- _DOCUMENT EXCERPT_
+++

## Load libraries

In [None]:
from keras.models import Model, load_model
from stability_vae.tgru_k2_gpu import TerminalGRU

In [None]:
encoder = load_model("../checkpoints/zinc/zinc_encoder.h5")
encoder.summary()

In [None]:
decoder = load_model("../checkpoints/zinc/zinc_decoder.h5", custom_objects={"TerminalGRU": TerminalGRU})
decoder.summary()

In [None]:
# tensorflow backend
from os import environ
environ['KERAS_BACKEND'] = 'tensorflow'
# vae stuff
from stability_vae.vae_utils import VAEUtils
from stability_vae import mol_utils as mu
# import scientific py
import numpy as np
import pandas as pd
# rdkit stuff
from rdkit.Chem import AllChem as Chem
from rdkit.Chem import PandasTools
# plotting stuff
import matplotlib.pyplot as plt
import matplotlib as mpl
from IPython.display import SVG, display
%config InlineBackend.figure_format = 'retina'
%matplotlib inline

# Load a model

In [None]:
vae = VAEUtils(directory='../models/zinc_properties')

+++

- _INFORMATION SUPPLIED_
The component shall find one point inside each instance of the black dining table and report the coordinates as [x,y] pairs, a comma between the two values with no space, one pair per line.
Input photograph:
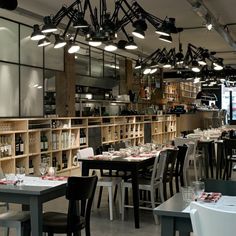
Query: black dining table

+++

- _EXERCISE INSTRUCTIONS_
1. Summarize the notebook excerpt in two sentences.
2. Answer these questions from the notebook excerpt, one per line:
(a) Which custom object is supplied when the decoder is loaded?
(b) What value is assigned to KERAS_BACKEND?
(c) Which directory is passed to VAEUtils?

- _EXERCISE ANSWERS_
1. The notebook excerpt loads a ZINC encoder and decoder from checkpoint files with Keras, passing TerminalGRU as a custom object for the decoder, and prints a summary of each. It then sets the Keras backend to TensorFlow, imports VAE utilities, NumPy, pandas, RDKit and plotting tools, and creates a VAEUtils object from the zinc_properties model directory.

2.
(a) TerminalGRU
(b) 'tensorflow'
(c) '../models/zinc_properties'